**EXERCISE 1**
Return the passage of the blog post on living in the unknown starting at "First what does" and ending at "an answer for.", copied word for word.
**EXERCISE 2**
In the blog post on living in the unknown, within what time frame does the writer know a friend will show up?

**EXCERPT**
· · · · ·

Thursday, April 9, 2015

Living in the Unknown

Living in the unknown....

First what does "unknown" mean. For me it means "not knowing." Clever I know but not knowing what your children are doing at any moment when they are young, not knowing how they are doing in college - do they need help or not - not knowing what is going on with your daughter's wedding and you are the mother of the bride, not knowing when someone is going to show up besides some time that day, not knowing where your next meal is coming from, etc... You get the idea. There are some things you don't have an answer for.

Some unknowns are frustrating and/or infuriating. Not knowing what is on the pizza when you bite into it only to find whatever you are allergic to is on the pizza. Not knowing when your friend is going to show up but knowing it is within a 3 hour time frame. Then the frustration of wondering if you have time to go to the grocery store before they get here or not. In the big picture these unknowns are minor and frustrating but at times we tend to make them out to be bigger than what they really are. We want to know, we need to  know so we can make plans ourselves, we would like to know so we know as much as everyone else. Other than these few reasons not knowing really isn't a big deal. It comes and goes and everything works out the way it is supposed to, you find out sooner or later.

I remember about a year ago when living in these minor unknowns frustrated me terribly. I liked to have a plan, I would like to know what is going on so I could make plans. I didn't want to wait around and miss something and I didn't like it when a child would be upset with me because I couldn't do something because I didn't know about it. Then, one day I was talking with a friend. She wanted to know so she could make plans about what to do. The light bulb went on, when living always in the known the surprise of the unexpected disappears. What if something better was possible and we are stuck with our known? Maybe not knowing everything offered a little excitement to life! Yes it is frustrating when people ask how "whatever" is going and they would think you would know and you say I don't know. I felt like a jerk, I should know but I am only the mother, what do I know?

After a few months of just saying I don't know or I don't know anything I sort of got used to it. I would also joke about it and say something like I'm only the mother why would my child tell me anything? I am along for the ride. What could I do besides laugh it off? I can't say I am totally used to living in these minor unknowns but there is a little more comfort there.

Why would I bother to find comfort in it all? Now that there is a little comfort the Universe decides it would be more fun to push it up a notch so to speak. Why not live in the unknown with my career? Not knowing from month to month whether or not I had a job. Yes, I could have looked for another job and left the unknown but why? I loved what I was doing and I had hope each month that everything would work itself out.

A few months passed, I was sort of getting comfortable living in that unknown, yes it bothered me a little but so far I could handle it. Guess what? The Universe decided to bump it up another notch. I am guessing I wasn't learning what I wanted to learn or there was more to it than what I thought there was. Ok, now no job. Every day I live in the unknown of not knowing what is going to happen next, next minute, next hour, next day, next week, next month, etc... It is scary!! This is a time when faith steps in big time.

· · · · ·

**INFORMATION SUPPLIED**

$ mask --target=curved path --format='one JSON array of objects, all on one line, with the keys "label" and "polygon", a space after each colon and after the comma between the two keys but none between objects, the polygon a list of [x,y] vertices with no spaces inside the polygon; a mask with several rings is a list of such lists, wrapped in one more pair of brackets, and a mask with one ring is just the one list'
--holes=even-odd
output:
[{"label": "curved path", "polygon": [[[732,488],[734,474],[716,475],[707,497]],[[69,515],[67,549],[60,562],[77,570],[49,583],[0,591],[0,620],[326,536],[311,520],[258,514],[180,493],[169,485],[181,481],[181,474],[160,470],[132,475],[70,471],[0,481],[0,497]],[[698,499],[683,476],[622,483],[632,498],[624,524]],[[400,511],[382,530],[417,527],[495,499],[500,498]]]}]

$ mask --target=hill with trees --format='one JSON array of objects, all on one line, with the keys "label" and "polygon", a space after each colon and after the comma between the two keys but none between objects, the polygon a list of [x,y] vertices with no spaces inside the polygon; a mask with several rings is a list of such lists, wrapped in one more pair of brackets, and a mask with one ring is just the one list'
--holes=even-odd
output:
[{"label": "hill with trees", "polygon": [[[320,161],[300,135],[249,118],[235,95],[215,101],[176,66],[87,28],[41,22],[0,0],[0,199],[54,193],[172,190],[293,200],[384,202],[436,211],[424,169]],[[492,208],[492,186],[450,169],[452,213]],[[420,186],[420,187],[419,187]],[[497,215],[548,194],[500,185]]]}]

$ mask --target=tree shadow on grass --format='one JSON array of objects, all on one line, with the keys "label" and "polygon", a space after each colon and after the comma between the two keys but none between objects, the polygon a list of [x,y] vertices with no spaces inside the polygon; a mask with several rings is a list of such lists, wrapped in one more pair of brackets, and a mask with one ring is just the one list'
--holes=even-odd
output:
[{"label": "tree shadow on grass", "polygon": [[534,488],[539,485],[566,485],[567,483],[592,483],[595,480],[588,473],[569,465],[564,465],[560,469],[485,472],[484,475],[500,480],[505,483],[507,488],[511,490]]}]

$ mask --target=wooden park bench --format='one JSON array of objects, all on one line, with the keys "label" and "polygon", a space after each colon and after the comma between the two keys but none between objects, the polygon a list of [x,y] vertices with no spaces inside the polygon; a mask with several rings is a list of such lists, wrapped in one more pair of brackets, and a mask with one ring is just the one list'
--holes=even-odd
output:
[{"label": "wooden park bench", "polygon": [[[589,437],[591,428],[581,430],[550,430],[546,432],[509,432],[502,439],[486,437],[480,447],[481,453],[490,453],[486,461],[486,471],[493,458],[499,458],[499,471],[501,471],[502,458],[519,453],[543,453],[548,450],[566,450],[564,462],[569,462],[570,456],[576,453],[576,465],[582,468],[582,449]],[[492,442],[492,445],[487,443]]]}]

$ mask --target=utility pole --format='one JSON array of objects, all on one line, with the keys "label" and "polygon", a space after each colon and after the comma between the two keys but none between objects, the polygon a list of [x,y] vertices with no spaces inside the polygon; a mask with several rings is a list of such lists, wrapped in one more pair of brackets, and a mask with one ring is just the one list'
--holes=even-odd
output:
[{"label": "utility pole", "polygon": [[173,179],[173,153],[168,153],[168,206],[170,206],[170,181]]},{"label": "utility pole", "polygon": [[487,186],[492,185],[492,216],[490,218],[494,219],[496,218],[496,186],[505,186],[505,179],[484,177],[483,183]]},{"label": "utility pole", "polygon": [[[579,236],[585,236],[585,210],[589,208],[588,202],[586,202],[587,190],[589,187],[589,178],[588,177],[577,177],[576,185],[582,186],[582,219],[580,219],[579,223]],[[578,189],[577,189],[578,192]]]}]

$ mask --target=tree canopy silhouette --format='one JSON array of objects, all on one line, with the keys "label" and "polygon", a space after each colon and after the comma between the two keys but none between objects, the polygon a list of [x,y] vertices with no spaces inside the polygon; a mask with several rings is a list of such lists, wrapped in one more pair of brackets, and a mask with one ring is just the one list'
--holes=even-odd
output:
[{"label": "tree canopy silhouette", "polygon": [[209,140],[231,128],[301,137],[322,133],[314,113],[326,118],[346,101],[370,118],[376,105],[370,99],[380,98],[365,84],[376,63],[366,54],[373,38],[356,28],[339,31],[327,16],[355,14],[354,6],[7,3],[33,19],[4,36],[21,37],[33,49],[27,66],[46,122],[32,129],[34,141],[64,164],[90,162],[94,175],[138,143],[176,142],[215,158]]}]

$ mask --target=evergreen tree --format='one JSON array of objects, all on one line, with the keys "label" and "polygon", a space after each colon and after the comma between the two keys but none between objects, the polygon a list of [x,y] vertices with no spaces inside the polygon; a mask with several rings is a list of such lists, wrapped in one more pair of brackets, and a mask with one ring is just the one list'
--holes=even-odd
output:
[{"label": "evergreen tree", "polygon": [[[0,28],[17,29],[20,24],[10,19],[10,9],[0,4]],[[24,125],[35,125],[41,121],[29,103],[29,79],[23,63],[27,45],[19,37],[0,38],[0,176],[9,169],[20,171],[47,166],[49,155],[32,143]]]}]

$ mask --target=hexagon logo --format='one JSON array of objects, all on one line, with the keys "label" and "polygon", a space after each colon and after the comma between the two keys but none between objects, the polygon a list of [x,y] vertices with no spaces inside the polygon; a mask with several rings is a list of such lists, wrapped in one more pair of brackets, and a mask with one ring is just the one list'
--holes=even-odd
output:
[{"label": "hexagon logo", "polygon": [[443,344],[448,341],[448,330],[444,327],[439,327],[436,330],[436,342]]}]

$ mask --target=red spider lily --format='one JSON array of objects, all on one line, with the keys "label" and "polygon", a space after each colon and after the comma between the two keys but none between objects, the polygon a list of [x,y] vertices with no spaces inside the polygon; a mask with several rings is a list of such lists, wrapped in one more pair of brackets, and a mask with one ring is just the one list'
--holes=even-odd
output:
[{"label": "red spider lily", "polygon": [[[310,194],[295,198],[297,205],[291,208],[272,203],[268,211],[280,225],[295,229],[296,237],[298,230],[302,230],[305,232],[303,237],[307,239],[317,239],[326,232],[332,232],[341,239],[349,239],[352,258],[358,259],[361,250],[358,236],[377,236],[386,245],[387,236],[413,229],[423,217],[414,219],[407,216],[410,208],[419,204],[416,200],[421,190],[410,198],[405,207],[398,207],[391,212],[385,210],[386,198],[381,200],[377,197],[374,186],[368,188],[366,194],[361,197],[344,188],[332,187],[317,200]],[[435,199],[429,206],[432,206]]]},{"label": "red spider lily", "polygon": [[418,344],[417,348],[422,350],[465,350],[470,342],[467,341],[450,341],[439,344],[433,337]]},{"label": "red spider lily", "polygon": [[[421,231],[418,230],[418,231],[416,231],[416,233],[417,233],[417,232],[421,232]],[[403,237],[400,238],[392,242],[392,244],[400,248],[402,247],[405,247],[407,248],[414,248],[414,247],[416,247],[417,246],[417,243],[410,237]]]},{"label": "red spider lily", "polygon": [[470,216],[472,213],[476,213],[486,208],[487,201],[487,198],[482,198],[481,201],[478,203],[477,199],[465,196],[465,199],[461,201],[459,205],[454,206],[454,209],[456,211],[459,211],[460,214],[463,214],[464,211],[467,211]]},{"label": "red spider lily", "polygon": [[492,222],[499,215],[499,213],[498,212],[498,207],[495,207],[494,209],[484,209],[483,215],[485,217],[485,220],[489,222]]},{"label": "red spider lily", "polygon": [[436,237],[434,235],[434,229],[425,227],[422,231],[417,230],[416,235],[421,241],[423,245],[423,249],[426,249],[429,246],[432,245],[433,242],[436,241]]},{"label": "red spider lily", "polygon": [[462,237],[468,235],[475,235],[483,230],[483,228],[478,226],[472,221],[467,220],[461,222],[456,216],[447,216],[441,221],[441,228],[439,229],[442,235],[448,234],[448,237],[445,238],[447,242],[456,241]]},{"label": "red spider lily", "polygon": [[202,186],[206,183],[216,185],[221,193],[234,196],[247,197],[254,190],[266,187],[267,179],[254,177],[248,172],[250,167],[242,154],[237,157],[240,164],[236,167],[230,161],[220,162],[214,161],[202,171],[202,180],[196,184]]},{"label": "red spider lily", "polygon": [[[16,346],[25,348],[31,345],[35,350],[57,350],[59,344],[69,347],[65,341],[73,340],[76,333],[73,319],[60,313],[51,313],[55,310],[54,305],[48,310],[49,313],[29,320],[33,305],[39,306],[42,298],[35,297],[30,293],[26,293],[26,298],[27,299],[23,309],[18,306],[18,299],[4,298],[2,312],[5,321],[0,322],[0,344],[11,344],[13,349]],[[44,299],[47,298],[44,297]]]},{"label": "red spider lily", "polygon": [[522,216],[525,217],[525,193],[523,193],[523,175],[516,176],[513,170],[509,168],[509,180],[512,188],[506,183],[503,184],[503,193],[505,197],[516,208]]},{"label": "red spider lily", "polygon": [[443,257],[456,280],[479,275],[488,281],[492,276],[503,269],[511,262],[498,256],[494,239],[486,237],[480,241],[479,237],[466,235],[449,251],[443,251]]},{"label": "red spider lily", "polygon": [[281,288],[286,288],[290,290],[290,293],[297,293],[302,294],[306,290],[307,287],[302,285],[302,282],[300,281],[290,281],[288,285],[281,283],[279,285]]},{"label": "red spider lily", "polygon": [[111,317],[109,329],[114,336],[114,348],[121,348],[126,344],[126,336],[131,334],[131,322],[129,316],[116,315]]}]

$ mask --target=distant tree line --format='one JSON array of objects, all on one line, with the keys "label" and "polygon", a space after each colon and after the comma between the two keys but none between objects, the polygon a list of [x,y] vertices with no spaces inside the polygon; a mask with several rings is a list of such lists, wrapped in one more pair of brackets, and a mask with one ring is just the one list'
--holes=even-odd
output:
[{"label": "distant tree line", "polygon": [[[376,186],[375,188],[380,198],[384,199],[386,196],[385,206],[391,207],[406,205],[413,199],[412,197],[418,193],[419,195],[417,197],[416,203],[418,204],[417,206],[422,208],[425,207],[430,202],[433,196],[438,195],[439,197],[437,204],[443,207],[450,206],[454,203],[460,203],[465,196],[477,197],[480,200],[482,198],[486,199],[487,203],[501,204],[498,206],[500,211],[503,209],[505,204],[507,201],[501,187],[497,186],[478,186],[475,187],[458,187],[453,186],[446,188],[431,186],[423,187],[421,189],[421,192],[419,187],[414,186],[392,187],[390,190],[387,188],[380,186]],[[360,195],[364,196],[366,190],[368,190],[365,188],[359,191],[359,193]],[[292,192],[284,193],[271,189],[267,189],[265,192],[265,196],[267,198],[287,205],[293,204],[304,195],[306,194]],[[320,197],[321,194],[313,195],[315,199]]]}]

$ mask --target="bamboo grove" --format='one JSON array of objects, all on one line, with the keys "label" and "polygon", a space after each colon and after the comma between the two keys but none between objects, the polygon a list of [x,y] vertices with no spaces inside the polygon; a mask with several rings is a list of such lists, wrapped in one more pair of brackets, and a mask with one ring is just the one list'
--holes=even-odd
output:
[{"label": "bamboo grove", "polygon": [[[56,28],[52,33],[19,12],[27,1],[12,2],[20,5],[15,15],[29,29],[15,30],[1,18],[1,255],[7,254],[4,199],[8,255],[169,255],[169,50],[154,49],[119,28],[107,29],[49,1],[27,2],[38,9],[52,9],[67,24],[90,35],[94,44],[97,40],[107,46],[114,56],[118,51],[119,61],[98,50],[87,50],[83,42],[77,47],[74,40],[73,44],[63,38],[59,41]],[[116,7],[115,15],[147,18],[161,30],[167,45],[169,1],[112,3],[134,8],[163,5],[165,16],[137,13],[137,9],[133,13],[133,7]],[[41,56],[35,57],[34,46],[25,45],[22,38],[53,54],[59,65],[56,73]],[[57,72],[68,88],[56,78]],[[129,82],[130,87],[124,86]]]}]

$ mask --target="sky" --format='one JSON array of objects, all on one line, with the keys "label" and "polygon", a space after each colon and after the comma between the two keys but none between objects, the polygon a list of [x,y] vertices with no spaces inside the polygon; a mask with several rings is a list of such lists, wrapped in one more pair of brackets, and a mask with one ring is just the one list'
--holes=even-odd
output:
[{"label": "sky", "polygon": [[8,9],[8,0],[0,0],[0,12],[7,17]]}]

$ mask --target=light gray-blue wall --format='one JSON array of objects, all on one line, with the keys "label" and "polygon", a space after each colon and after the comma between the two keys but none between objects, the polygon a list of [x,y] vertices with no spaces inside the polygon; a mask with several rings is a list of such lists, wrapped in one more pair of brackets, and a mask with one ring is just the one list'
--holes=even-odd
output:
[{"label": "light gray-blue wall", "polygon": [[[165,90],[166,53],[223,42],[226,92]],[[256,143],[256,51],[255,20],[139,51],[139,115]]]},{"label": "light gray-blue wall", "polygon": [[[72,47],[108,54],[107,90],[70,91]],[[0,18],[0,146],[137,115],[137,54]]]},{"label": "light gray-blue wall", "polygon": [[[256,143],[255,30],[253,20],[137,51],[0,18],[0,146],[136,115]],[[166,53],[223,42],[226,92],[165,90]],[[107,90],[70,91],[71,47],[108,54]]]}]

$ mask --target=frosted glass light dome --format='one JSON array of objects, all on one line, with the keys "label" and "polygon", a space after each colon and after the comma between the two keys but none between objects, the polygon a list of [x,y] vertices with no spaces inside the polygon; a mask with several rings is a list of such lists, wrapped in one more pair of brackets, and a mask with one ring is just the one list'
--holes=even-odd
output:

· · · · ·

**CORRECT ANSWER 1**
First what does "unknown" mean. For me it means "not knowing." Clever I know but not knowing what your children are doing at any moment when they are young, not knowing how they are doing in college - do they need help or not - not knowing what is going on with your daughter's wedding and you are the mother of the bride, not knowing when someone is going to show up besides some time that day, not knowing where your next meal is coming from, etc... You get the idea. There are some things you don't have an answer for.

**CORRECT ANSWER 2**
Within a 3 hour time frame.